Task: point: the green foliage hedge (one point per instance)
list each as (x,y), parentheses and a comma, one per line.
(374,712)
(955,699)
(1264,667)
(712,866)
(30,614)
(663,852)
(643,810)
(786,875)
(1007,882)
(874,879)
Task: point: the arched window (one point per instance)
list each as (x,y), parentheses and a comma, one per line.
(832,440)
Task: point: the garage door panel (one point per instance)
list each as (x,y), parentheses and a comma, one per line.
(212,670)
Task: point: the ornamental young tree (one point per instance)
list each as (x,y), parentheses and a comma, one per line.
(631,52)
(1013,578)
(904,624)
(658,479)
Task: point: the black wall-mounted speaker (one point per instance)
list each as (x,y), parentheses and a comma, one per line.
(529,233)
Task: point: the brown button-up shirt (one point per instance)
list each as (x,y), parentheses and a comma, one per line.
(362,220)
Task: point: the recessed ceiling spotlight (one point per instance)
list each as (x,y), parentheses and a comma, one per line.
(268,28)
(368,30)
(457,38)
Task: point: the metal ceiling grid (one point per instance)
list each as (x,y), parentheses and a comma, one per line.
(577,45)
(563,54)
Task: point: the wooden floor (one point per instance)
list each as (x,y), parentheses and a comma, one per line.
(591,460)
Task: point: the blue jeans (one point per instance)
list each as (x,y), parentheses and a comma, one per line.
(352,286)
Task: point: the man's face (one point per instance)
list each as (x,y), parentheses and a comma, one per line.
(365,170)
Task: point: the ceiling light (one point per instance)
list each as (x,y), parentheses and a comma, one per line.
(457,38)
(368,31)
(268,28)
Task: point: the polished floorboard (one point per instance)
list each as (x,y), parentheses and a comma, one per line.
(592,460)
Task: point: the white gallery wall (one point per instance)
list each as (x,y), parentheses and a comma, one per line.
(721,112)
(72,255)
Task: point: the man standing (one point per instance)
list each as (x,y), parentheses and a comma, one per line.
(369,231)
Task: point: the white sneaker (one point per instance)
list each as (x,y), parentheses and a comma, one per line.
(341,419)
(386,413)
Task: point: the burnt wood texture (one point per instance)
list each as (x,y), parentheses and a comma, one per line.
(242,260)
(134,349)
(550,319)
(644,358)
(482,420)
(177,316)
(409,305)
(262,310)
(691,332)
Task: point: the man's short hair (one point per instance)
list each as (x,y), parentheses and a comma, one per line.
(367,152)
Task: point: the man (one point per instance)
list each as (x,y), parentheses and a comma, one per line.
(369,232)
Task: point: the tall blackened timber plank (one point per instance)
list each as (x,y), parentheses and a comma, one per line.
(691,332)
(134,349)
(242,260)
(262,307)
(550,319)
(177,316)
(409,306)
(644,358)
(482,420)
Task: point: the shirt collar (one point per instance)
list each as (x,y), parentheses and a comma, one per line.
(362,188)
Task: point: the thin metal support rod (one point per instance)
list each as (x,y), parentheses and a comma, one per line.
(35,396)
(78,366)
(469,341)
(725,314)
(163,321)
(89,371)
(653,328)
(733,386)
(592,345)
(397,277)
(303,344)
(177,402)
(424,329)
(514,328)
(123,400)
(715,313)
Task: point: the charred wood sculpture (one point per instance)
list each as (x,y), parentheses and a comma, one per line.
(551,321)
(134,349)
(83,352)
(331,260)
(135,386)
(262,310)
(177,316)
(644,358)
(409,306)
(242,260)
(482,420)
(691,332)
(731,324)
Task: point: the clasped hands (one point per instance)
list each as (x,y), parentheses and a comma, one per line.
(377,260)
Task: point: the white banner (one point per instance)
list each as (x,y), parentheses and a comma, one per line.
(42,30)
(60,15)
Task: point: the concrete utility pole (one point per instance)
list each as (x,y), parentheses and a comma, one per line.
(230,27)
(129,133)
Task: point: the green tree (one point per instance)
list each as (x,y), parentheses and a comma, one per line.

Requirement:
Rewrite the lines from the one containing "Task: point: the concrete" through the end of the records, requests included, multiplying every coordinate in the answers by 0.95 and rounding each result to a whole number, with halves rounded up.

Exercise response:
Task: point: the concrete utility pole (one point per instance)
list each as (x,y), parentheses and a comma, one per line.
(219,26)
(123,126)
Task: point: the green tree (one point per instance)
list each as (x,y), parentheses and a comma, one per line.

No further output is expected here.